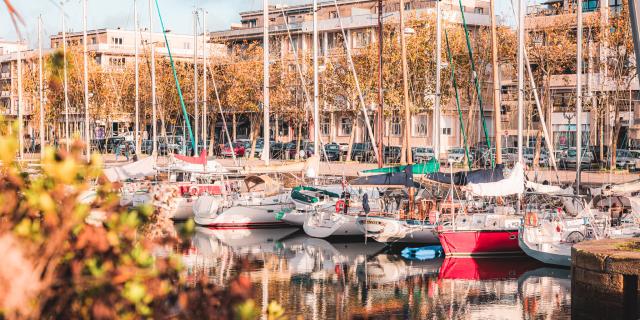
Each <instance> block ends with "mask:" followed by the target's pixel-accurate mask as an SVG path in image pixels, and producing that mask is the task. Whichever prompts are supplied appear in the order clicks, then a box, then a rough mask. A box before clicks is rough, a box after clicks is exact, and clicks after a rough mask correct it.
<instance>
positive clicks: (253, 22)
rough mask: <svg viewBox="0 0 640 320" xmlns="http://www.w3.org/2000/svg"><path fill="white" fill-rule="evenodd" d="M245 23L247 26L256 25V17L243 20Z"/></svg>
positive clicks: (257, 20)
mask: <svg viewBox="0 0 640 320" xmlns="http://www.w3.org/2000/svg"><path fill="white" fill-rule="evenodd" d="M245 25H246V26H247V28H255V27H257V26H258V20H257V19H251V20H247V21H245Z"/></svg>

━━━━━━

Arrange the lines of the records as a numbered list, skipping any blank lines and leaving the pictures out.

Solution for this problem
1. Each <instance> block ends with "mask:" followed by the target's pixel-accurate mask as an SVG path in image pixels, and producing that mask is the task. Whichever prompts are supplied appear in the order clicks, then a box, then a rough mask. A box before clicks is rough, a box after clicks is exact, and clicks after a rough mask correct it.
2. <instance>
3. positive clicks: (253, 22)
4. rough mask: <svg viewBox="0 0 640 320" xmlns="http://www.w3.org/2000/svg"><path fill="white" fill-rule="evenodd" d="M245 23L247 26L256 25V17L243 20Z"/></svg>
5. positive clicks: (257, 20)
6. mask: <svg viewBox="0 0 640 320" xmlns="http://www.w3.org/2000/svg"><path fill="white" fill-rule="evenodd" d="M245 25H246V26H247V28H255V27H257V26H258V20H257V19H251V20H247V21H245Z"/></svg>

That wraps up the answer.